_WRITTEN INSTRUCTION_: Put everything in the material from the line containing "task: give the mask of every instance of the dock" down to the line containing "[[[78,439],[78,384],[68,384],[67,389],[68,439],[74,440]]]" into a numbered list, leaving out any blank lines.

======== RECORDS SHOWN ========

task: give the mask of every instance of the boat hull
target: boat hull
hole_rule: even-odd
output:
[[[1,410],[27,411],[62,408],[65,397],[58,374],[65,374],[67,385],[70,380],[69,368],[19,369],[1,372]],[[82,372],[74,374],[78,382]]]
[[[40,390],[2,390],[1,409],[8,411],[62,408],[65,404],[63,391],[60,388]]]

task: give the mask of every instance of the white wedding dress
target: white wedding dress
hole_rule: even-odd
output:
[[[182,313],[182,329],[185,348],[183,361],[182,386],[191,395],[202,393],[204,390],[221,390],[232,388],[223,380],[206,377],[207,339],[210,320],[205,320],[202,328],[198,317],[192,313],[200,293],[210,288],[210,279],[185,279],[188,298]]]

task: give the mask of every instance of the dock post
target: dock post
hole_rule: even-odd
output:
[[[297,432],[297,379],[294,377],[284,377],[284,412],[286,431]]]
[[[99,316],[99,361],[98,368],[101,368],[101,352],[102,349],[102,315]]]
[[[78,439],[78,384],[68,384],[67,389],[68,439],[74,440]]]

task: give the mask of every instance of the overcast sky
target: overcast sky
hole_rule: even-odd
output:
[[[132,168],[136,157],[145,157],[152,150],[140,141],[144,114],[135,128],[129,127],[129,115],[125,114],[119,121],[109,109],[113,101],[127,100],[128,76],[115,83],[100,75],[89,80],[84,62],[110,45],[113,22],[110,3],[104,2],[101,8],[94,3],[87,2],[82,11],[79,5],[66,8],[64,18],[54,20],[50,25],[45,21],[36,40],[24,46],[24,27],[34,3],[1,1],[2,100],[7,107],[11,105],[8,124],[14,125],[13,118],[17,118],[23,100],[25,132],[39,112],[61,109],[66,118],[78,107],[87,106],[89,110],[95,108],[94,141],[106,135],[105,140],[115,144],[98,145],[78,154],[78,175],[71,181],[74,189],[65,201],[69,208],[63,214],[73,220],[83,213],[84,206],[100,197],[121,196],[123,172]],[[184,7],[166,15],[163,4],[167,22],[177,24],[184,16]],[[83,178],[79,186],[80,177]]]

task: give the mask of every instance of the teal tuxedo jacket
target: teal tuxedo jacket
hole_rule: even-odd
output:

========
======== RECORDS SHOWN ========

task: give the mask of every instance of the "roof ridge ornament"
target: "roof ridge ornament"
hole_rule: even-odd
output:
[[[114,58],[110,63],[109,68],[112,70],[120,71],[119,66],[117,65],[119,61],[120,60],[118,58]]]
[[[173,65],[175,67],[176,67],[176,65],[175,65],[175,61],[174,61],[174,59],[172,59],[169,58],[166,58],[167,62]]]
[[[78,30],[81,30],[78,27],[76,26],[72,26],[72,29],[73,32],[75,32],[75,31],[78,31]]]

========
======== RECORDS SHOWN ========

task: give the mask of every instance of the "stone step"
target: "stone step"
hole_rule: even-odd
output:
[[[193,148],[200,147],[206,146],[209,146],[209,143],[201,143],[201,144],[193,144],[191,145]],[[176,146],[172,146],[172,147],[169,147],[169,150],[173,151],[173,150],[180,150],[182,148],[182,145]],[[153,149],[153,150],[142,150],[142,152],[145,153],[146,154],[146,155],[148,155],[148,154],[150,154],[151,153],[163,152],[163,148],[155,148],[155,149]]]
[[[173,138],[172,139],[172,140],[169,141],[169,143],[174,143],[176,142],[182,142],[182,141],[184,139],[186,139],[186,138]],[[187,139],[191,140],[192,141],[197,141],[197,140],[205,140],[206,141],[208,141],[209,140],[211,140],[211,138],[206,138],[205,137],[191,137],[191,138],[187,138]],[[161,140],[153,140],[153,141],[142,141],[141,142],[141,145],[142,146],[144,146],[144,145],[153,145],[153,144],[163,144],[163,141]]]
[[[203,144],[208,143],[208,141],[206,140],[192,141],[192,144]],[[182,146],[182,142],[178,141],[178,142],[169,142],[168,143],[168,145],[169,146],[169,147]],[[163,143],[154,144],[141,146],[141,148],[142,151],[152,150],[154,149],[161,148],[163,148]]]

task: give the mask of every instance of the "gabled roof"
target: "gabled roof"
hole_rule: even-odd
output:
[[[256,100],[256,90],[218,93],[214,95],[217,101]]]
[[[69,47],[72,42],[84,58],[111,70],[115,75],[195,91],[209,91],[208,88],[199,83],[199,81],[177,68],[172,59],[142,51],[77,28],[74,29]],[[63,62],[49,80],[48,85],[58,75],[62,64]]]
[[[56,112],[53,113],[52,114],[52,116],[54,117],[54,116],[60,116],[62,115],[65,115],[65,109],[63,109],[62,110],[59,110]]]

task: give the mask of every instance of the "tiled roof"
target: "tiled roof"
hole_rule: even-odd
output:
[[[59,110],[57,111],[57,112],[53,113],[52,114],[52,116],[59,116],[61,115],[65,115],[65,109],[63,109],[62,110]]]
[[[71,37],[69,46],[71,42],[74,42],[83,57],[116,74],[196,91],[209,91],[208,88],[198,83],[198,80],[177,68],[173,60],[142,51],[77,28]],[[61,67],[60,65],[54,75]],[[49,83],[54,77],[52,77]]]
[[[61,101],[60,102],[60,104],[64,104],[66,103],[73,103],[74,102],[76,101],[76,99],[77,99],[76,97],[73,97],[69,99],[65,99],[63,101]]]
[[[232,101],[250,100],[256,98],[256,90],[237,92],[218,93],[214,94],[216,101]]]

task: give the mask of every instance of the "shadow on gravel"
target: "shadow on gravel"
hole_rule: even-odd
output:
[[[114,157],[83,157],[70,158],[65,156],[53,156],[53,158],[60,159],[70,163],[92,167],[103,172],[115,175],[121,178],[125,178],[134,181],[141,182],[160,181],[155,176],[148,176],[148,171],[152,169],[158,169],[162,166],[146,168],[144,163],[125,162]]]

========

_FINISHED TASK_:
1. task: give the mask of every instance of the dock post
2. target: dock post
3. hole_rule: even-odd
4. output:
5. [[[297,432],[297,379],[294,377],[284,377],[284,412],[286,431]]]
6. [[[99,316],[99,361],[98,368],[101,368],[101,352],[102,349],[102,315]]]
7. [[[78,439],[78,384],[68,384],[67,389],[68,439],[74,440]]]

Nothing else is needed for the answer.